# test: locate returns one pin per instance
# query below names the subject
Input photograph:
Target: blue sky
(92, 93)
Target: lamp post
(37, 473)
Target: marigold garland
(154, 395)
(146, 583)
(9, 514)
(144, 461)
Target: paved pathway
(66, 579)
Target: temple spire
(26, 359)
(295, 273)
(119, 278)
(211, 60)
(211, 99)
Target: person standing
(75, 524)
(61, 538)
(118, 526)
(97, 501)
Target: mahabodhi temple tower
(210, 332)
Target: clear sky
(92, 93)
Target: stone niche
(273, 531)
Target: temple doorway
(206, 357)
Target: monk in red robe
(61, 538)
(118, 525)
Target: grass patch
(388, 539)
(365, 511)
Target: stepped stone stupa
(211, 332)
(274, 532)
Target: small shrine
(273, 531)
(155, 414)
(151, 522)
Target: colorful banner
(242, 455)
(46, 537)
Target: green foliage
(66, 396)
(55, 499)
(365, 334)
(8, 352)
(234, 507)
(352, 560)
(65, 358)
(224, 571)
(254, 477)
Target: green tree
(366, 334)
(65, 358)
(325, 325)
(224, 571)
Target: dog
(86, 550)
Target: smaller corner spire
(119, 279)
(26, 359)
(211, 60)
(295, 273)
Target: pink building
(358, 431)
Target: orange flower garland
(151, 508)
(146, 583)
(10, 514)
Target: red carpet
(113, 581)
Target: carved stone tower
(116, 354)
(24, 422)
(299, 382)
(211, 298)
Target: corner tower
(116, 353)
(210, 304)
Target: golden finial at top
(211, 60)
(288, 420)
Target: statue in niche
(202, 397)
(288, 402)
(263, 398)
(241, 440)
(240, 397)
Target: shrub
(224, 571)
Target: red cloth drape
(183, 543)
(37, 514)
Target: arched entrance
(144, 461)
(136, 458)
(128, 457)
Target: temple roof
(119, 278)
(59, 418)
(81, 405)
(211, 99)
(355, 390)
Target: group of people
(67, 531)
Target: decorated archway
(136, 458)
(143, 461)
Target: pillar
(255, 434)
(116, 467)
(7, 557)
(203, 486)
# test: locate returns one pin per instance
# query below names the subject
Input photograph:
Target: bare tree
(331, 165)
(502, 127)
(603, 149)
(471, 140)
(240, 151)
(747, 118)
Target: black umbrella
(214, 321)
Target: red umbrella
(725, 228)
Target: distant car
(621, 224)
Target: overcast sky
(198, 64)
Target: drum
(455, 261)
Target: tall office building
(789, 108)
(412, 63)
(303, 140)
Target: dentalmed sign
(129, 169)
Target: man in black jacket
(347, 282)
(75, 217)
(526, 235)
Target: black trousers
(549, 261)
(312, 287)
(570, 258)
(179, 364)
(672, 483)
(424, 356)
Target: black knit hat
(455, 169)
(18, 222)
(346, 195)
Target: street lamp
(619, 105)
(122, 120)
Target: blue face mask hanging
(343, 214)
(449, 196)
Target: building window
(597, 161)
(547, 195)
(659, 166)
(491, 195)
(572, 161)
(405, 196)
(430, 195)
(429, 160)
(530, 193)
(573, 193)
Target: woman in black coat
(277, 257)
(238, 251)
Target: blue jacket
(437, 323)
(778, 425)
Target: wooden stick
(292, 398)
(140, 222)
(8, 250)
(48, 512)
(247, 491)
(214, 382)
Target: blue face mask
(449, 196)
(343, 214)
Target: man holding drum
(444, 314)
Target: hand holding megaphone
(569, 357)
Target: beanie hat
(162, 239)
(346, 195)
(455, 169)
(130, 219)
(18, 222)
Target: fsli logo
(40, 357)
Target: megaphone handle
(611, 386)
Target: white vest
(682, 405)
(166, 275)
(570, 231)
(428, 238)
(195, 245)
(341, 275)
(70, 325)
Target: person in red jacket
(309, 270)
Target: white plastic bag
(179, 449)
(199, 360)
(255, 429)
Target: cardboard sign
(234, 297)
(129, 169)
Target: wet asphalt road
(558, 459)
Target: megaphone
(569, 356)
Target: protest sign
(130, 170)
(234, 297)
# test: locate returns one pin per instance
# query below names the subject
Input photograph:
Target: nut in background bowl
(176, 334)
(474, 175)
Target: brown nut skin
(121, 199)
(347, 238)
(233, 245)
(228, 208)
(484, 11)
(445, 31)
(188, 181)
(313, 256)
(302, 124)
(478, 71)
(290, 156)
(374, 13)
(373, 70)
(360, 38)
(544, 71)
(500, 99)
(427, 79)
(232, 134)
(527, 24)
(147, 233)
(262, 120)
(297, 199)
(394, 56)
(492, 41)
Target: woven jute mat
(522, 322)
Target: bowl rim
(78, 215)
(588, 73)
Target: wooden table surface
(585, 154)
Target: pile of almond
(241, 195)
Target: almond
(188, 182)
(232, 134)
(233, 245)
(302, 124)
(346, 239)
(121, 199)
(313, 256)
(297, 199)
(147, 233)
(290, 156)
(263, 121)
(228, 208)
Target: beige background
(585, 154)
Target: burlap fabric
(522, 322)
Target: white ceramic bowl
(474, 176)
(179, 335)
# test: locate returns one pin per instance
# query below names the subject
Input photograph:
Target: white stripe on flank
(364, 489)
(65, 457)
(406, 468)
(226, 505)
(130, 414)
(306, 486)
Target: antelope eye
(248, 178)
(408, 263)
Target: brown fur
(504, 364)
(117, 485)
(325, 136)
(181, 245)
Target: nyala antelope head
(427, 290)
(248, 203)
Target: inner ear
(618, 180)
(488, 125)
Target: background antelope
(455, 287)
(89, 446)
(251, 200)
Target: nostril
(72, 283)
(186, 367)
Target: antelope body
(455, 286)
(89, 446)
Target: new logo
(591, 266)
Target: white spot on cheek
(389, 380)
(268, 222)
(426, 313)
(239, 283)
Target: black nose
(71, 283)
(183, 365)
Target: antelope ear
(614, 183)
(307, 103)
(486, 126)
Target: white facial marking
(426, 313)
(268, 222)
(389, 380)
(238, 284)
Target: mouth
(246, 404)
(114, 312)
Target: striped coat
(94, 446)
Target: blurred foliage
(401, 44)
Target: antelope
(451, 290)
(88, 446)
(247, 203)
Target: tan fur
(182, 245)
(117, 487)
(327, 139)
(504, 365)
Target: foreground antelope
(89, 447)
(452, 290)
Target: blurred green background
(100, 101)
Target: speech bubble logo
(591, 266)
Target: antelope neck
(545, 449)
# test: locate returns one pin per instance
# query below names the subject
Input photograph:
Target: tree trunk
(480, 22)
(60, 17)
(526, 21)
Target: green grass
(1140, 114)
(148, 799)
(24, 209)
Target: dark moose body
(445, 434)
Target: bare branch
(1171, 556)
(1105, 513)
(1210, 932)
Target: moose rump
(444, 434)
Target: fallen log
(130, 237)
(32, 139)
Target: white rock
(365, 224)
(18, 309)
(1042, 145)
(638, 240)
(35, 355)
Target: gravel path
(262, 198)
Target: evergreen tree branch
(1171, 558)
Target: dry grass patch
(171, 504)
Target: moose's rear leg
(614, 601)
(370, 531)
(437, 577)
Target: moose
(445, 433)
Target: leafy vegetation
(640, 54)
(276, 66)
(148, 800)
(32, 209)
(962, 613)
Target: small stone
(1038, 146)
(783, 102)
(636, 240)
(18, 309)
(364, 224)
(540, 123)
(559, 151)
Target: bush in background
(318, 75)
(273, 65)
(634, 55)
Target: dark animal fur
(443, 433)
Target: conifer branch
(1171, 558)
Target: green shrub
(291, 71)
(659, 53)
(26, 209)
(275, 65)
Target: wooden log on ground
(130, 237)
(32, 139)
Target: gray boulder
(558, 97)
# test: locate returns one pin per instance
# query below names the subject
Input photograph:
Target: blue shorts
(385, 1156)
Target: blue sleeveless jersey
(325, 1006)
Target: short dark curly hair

▶ **BRIEF**
Rewrite all of the records above, changing every "Target" to "Label" and leaving everything else as it is.

▶ **THE RESULT**
# test: locate returns one pin per instance
# query below names the subject
Input photograph:
Label: blue sky
(92, 93)
Label: lamp post
(37, 473)
Label: marigold garland
(154, 395)
(146, 583)
(9, 514)
(144, 461)
Label: paved pathway
(66, 579)
Label: temple spire
(26, 359)
(295, 273)
(119, 278)
(211, 60)
(211, 99)
Label: person standing
(75, 524)
(61, 538)
(118, 526)
(97, 501)
Label: mahabodhi temple tower
(210, 332)
Label: clear sky
(92, 93)
Label: stone niche
(273, 531)
Label: temple doorway
(206, 357)
Label: monk in red robe
(61, 538)
(118, 525)
Label: grass patch
(388, 539)
(365, 511)
Label: stepped stone stupa
(211, 332)
(274, 532)
Label: small shrine
(273, 531)
(155, 414)
(151, 522)
Label: colorful banner
(242, 455)
(46, 537)
Label: green foliage
(66, 396)
(55, 499)
(365, 334)
(8, 352)
(234, 507)
(352, 560)
(65, 358)
(224, 571)
(254, 477)
Label: green tree
(366, 334)
(65, 358)
(325, 325)
(224, 571)
Label: dog
(86, 550)
Label: smaller corner spire
(119, 279)
(26, 359)
(211, 60)
(295, 273)
Label: pink building
(358, 431)
Label: orange flower garland
(151, 508)
(146, 583)
(10, 514)
Label: red carpet
(113, 581)
Label: carved stone tower
(116, 354)
(24, 422)
(299, 382)
(211, 298)
Label: corner tower
(116, 353)
(210, 304)
Label: golden finial at top
(211, 60)
(288, 420)
Label: statue in niche
(202, 397)
(288, 402)
(263, 398)
(241, 440)
(240, 397)
Label: shrub
(224, 571)
Label: red cloth drape
(183, 543)
(37, 514)
Label: arched entrance
(144, 461)
(136, 458)
(128, 457)
Label: temple roof
(119, 278)
(59, 418)
(81, 405)
(211, 99)
(355, 390)
Label: group of people
(67, 531)
Label: decorated archway
(136, 458)
(143, 461)
Label: pillar
(255, 434)
(116, 467)
(7, 557)
(203, 486)
# test: locate returns one pin per instance
# query below names the subject
Input photograph:
Label: bare tree
(331, 165)
(502, 127)
(603, 149)
(471, 140)
(240, 151)
(747, 118)
Label: black umbrella
(214, 321)
Label: red umbrella
(725, 228)
Label: distant car
(621, 224)
Label: overcast sky
(198, 64)
Label: drum
(455, 261)
Label: tall office building
(789, 108)
(412, 63)
(303, 140)
Label: dentalmed sign
(129, 169)
Label: man in black jacket
(347, 282)
(75, 217)
(526, 235)
Label: black trousers
(549, 261)
(312, 287)
(570, 258)
(179, 364)
(672, 483)
(424, 356)
Label: black knit hat
(455, 169)
(18, 222)
(346, 195)
Label: street lamp
(619, 105)
(122, 120)
Label: blue face mask hanging
(343, 214)
(449, 196)
Label: building window
(597, 161)
(547, 195)
(659, 166)
(491, 195)
(572, 161)
(405, 196)
(430, 195)
(429, 160)
(530, 193)
(573, 193)
Label: woman in black coat
(277, 257)
(238, 251)
Label: blue jacket
(437, 323)
(778, 425)
Label: wooden stick
(292, 398)
(140, 222)
(8, 250)
(48, 512)
(247, 491)
(214, 382)
Label: blue face mask
(449, 196)
(343, 214)
Label: man holding drum
(444, 314)
Label: hand holding megaphone
(569, 357)
Label: beanie hat
(162, 239)
(346, 195)
(455, 169)
(130, 219)
(18, 222)
Label: fsli logo
(40, 357)
Label: megaphone handle
(611, 386)
Label: white vest
(682, 405)
(166, 275)
(570, 231)
(428, 238)
(195, 245)
(341, 275)
(70, 325)
Label: person in red jacket
(309, 270)
Label: white plastic bag
(179, 449)
(199, 360)
(255, 429)
Label: cardboard sign
(234, 297)
(129, 169)
Label: wet asphalt road
(558, 459)
Label: megaphone
(569, 356)
Label: protest sign
(130, 170)
(234, 297)
# test: locate returns one pin per instance
# query below names the subject
Input photograph:
Label: nut in background bowl
(176, 334)
(474, 175)
Label: brown nut skin
(121, 199)
(347, 238)
(233, 245)
(228, 208)
(484, 11)
(445, 31)
(188, 181)
(313, 256)
(302, 124)
(478, 71)
(290, 156)
(374, 13)
(373, 70)
(360, 38)
(544, 71)
(500, 99)
(427, 79)
(232, 134)
(527, 24)
(147, 233)
(262, 120)
(297, 199)
(394, 56)
(492, 41)
Label: woven jute mat
(522, 322)
Label: bowl rim
(78, 215)
(588, 73)
Label: wooden table surface
(585, 154)
Label: pile of almond
(241, 195)
Label: almond
(188, 182)
(232, 134)
(233, 245)
(302, 124)
(346, 239)
(121, 199)
(313, 256)
(297, 199)
(147, 233)
(290, 156)
(263, 121)
(228, 208)
Label: beige background
(585, 154)
Label: burlap fabric
(522, 322)
Label: white ceramic bowl
(474, 176)
(179, 335)
# test: locate returns one pin per instance
# query below names the subject
Input photograph:
Label: white stripe on flank
(364, 489)
(65, 457)
(406, 468)
(226, 505)
(130, 414)
(306, 486)
Label: antelope eye
(248, 178)
(408, 263)
Label: brown fur
(504, 364)
(117, 485)
(325, 136)
(181, 245)
Label: nyala antelope head
(427, 290)
(248, 203)
Label: inner ear
(618, 180)
(488, 125)
Label: background antelope
(455, 287)
(89, 446)
(251, 200)
Label: nostril
(72, 283)
(186, 367)
Label: antelope body
(455, 286)
(89, 446)
Label: new logo
(591, 266)
Label: white spot on cheek
(389, 380)
(268, 222)
(426, 313)
(239, 283)
Label: black nose
(71, 283)
(183, 365)
Label: antelope ear
(614, 183)
(307, 103)
(486, 126)
Label: white facial marking
(426, 313)
(268, 222)
(389, 380)
(238, 284)
Label: mouth
(246, 404)
(114, 312)
Label: striped coat
(94, 446)
Label: blurred foliage
(401, 44)
Label: antelope
(451, 290)
(88, 446)
(247, 203)
Label: tan fur
(182, 245)
(117, 487)
(327, 139)
(504, 365)
Label: foreground antelope
(89, 447)
(452, 290)
Label: blurred green background
(100, 101)
Label: speech bubble logo
(591, 266)
Label: antelope neck
(545, 449)
# test: locate returns one pin per instance
# query below names the subject
Input photograph:
Label: tree trunk
(480, 22)
(60, 17)
(526, 21)
Label: green grass
(1140, 114)
(148, 799)
(24, 209)
Label: dark moose body
(445, 434)
Label: bare branch
(1171, 556)
(1105, 513)
(1210, 932)
Label: moose rump
(444, 434)
Label: fallen log
(130, 237)
(32, 139)
Label: white rock
(365, 224)
(18, 309)
(1042, 145)
(638, 240)
(35, 355)
Label: gravel path
(262, 198)
Label: evergreen tree branch
(1171, 558)
Label: dry grass patch
(171, 504)
Label: moose's rear leg
(614, 601)
(370, 531)
(437, 577)
Label: moose
(445, 433)
Label: leafy vegetation
(640, 54)
(276, 66)
(148, 800)
(32, 209)
(962, 613)
Label: small stone
(1038, 146)
(783, 102)
(636, 240)
(18, 309)
(364, 224)
(540, 123)
(559, 151)
Label: bush in background
(318, 75)
(273, 65)
(634, 55)
Label: dark animal fur
(443, 433)
Label: conifer branch
(1171, 558)
Label: green shrub
(291, 71)
(659, 53)
(26, 209)
(275, 65)
Label: wooden log on ground
(130, 237)
(32, 139)
Label: gray boulder
(558, 97)
# test: locate returns one pin per instance
# query below names the subject
Input photograph:
Label: blue shorts
(385, 1156)
Label: blue sleeveless jersey
(325, 1006)
Label: short dark curly hair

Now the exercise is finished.